(Entries from an annotation dataset)
● ● ● ●

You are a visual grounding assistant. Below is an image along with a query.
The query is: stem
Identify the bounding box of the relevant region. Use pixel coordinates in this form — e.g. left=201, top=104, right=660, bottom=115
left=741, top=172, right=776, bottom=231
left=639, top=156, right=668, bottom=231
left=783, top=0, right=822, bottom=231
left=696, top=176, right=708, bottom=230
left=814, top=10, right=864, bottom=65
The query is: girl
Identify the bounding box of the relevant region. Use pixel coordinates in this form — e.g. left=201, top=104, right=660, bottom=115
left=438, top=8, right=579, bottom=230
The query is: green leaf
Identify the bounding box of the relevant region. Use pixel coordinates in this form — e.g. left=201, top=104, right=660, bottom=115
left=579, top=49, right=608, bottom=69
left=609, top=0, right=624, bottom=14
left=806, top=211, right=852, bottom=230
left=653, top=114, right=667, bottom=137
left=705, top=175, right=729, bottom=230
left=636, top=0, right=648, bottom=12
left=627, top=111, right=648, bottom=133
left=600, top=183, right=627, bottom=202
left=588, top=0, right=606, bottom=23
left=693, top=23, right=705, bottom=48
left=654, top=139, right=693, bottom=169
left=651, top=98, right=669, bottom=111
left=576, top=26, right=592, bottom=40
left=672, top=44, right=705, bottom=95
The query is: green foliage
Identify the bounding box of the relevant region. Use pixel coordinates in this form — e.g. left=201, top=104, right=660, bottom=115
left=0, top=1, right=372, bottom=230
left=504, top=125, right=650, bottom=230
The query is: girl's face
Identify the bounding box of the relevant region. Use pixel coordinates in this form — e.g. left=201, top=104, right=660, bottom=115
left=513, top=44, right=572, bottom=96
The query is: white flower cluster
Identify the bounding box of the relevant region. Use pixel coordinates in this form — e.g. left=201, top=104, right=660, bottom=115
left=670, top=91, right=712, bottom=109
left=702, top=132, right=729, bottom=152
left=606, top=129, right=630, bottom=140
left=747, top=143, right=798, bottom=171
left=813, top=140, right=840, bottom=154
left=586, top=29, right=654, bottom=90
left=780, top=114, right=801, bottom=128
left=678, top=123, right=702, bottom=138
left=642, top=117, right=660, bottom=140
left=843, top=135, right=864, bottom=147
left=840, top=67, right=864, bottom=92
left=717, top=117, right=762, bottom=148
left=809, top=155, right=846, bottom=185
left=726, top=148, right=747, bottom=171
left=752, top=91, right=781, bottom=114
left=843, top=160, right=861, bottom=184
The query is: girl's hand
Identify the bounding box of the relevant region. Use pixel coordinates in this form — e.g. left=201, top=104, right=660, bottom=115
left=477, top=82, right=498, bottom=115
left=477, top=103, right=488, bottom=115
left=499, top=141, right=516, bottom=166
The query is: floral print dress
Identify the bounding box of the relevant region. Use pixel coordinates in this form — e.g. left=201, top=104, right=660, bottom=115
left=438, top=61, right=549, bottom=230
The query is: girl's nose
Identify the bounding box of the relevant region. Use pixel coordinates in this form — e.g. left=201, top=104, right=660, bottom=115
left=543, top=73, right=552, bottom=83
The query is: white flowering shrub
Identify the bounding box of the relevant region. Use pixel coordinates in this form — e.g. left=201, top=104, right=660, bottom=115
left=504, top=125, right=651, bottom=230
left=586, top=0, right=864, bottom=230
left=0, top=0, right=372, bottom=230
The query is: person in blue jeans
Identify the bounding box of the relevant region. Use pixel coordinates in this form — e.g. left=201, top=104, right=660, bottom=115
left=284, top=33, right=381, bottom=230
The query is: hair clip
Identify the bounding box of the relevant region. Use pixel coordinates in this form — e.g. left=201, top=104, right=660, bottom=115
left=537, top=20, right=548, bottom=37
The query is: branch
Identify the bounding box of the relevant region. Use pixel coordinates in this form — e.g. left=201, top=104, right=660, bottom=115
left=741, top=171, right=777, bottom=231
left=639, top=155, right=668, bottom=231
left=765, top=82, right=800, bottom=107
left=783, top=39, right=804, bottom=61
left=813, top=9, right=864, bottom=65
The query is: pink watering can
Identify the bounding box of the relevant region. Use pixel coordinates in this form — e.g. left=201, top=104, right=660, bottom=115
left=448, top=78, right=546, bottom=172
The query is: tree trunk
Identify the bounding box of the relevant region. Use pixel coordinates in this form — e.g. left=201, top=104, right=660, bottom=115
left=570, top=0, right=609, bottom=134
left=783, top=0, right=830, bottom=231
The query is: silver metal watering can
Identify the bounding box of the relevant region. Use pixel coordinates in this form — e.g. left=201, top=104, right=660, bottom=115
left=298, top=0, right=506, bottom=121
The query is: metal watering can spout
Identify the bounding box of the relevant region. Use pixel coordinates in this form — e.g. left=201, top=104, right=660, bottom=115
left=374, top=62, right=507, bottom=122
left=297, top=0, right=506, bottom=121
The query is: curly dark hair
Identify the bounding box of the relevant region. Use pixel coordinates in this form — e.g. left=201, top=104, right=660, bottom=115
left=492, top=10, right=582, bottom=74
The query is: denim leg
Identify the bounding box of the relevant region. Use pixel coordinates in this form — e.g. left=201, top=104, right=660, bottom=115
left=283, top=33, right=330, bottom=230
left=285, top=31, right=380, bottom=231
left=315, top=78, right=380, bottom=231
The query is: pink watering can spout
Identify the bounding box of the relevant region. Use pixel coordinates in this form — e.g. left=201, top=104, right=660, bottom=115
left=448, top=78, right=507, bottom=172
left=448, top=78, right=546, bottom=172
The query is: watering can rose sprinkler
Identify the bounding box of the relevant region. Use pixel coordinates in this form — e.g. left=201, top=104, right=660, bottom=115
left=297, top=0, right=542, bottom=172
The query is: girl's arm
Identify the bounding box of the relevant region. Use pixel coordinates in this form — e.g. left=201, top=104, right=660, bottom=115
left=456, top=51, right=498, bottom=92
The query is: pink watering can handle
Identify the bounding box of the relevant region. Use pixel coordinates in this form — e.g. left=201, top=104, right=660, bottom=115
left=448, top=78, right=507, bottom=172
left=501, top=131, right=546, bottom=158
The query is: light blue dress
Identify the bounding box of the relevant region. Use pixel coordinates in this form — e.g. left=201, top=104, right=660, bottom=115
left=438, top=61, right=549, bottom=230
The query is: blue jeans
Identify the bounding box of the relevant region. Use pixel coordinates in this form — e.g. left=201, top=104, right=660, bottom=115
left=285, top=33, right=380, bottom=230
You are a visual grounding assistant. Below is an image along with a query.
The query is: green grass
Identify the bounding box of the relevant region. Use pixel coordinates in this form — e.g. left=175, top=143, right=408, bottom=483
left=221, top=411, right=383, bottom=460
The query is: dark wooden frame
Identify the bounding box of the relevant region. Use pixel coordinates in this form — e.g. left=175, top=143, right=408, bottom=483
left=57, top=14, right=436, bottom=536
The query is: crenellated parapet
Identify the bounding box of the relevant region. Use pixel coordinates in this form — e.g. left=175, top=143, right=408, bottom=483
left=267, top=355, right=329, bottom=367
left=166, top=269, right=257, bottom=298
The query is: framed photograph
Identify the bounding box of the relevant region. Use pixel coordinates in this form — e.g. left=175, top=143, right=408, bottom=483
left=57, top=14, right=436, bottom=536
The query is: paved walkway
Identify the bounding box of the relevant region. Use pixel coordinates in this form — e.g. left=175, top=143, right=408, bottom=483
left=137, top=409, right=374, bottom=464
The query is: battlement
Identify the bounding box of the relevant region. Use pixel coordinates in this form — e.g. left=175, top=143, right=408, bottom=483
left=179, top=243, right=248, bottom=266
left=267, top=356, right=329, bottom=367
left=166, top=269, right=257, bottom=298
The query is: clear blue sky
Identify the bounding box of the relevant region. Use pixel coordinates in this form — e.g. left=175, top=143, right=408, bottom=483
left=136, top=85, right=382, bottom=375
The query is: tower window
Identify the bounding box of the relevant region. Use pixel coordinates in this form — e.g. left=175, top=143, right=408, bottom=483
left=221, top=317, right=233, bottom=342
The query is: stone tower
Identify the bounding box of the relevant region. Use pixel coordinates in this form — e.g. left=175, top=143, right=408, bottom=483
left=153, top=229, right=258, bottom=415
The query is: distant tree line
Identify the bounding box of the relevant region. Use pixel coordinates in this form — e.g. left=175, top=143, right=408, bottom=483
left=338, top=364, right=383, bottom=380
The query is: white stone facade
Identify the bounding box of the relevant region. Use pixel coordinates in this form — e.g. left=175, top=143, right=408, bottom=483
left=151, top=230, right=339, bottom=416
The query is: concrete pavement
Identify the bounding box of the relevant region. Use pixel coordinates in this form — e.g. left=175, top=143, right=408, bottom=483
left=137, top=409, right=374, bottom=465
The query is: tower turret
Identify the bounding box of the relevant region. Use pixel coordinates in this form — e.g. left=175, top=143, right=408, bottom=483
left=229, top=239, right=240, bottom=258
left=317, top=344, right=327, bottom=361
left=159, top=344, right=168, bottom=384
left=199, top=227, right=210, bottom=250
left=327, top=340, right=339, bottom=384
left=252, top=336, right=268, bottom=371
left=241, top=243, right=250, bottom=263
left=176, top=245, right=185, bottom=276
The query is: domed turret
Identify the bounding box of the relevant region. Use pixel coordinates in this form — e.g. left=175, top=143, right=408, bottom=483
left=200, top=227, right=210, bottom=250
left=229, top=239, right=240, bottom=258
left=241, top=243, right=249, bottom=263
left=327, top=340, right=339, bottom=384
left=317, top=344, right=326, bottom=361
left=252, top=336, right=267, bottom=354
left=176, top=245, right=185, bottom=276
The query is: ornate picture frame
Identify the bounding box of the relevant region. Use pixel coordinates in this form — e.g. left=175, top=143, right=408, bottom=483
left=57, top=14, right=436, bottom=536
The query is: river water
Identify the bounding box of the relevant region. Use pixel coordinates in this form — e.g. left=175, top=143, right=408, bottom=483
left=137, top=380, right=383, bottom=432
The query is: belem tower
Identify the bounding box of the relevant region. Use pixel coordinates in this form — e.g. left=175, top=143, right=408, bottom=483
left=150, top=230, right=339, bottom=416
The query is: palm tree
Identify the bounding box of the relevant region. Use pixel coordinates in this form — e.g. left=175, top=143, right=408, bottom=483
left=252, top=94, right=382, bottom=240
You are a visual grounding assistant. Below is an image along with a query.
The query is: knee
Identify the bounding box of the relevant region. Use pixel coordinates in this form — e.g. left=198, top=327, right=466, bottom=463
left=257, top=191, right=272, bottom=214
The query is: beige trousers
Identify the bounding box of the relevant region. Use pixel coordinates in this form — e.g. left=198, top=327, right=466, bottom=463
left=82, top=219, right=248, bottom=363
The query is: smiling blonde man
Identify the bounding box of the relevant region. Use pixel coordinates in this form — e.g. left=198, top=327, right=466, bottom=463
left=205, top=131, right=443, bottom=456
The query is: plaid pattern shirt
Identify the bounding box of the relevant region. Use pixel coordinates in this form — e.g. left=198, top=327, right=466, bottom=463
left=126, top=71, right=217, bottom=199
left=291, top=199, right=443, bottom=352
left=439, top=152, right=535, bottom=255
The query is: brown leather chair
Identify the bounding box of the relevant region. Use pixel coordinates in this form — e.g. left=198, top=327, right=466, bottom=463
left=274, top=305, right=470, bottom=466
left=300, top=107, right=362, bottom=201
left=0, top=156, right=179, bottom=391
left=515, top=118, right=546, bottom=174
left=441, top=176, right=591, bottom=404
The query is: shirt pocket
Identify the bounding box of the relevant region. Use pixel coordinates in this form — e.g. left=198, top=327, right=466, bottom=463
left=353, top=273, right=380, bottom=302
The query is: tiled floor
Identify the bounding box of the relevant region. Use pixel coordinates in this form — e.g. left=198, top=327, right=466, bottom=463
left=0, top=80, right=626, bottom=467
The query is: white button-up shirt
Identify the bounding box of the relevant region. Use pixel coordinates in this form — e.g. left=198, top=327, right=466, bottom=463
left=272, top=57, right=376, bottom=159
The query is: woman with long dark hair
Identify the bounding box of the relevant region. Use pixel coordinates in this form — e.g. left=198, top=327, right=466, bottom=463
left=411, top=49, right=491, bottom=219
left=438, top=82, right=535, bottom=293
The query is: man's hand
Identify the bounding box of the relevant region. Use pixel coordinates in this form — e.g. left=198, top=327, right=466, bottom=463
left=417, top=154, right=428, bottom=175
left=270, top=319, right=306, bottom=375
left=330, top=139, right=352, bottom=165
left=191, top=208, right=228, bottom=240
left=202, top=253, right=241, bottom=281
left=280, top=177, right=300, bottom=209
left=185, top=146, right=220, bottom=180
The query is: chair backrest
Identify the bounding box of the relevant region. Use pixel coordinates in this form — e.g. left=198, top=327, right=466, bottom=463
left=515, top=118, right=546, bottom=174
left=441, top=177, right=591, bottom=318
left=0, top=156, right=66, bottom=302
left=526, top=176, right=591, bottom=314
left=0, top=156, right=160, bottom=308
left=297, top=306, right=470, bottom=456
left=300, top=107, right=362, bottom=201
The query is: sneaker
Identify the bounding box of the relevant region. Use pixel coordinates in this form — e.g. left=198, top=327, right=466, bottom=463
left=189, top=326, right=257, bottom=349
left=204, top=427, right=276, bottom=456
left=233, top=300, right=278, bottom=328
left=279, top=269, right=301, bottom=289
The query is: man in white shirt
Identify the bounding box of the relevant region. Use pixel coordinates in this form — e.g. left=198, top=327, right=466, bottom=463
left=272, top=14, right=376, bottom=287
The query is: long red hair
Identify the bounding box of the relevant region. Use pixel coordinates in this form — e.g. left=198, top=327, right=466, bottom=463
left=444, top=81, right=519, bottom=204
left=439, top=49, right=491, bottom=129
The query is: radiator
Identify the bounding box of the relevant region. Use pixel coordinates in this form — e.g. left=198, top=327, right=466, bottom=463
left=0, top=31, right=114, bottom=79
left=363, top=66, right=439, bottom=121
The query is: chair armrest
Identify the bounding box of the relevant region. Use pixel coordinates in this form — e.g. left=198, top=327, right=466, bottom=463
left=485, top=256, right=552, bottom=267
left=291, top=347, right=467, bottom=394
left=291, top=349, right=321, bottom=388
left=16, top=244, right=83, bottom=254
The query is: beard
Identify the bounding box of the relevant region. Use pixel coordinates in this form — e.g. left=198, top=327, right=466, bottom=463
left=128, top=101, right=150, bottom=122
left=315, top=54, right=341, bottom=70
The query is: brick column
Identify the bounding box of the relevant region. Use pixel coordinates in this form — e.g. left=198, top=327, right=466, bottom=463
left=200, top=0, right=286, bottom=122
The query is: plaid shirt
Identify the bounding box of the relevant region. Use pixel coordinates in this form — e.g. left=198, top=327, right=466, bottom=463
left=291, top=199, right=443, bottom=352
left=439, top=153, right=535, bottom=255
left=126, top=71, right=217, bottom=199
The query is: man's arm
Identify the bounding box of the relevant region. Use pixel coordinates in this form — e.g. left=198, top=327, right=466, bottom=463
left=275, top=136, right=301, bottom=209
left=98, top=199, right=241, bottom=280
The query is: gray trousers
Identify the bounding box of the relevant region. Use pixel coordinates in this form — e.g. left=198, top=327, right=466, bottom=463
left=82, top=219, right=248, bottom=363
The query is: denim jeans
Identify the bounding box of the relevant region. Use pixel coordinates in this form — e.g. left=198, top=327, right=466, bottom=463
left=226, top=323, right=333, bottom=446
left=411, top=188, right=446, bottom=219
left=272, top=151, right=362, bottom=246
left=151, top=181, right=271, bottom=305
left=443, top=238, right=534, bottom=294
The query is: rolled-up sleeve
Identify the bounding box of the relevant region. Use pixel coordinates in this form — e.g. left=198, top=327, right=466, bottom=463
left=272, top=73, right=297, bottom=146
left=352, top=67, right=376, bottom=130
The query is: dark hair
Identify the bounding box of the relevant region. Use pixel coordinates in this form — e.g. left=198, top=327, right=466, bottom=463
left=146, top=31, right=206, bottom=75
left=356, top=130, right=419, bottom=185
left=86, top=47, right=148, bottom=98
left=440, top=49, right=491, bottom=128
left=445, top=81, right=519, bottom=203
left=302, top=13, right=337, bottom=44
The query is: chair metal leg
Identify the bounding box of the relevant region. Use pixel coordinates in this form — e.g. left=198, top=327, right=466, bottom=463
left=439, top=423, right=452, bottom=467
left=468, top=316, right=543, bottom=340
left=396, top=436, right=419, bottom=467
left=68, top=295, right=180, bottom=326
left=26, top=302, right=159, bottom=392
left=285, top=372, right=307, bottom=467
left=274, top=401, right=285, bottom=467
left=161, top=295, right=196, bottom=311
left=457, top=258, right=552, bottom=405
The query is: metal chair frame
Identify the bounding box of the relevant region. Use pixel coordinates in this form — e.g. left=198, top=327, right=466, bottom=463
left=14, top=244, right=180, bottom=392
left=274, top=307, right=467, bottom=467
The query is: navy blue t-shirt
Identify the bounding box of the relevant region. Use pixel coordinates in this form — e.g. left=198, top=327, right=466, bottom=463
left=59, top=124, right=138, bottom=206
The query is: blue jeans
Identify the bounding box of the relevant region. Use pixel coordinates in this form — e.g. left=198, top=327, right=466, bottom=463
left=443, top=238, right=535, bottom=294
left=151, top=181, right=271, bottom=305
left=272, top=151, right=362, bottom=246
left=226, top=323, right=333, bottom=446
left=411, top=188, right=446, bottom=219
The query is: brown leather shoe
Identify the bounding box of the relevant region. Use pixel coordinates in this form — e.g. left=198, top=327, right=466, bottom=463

● ● ● ●

What you have to do:
Can you reproduce the listing word for word, beginning at the line that contains "The query is: brown leather shoe" and stopping at the end of the listing?

The result:
The query is: brown leather shoe
Identify the bounding box of the relevant region. Use pixel coordinates in this form — e.g. left=198, top=327, right=466, bottom=463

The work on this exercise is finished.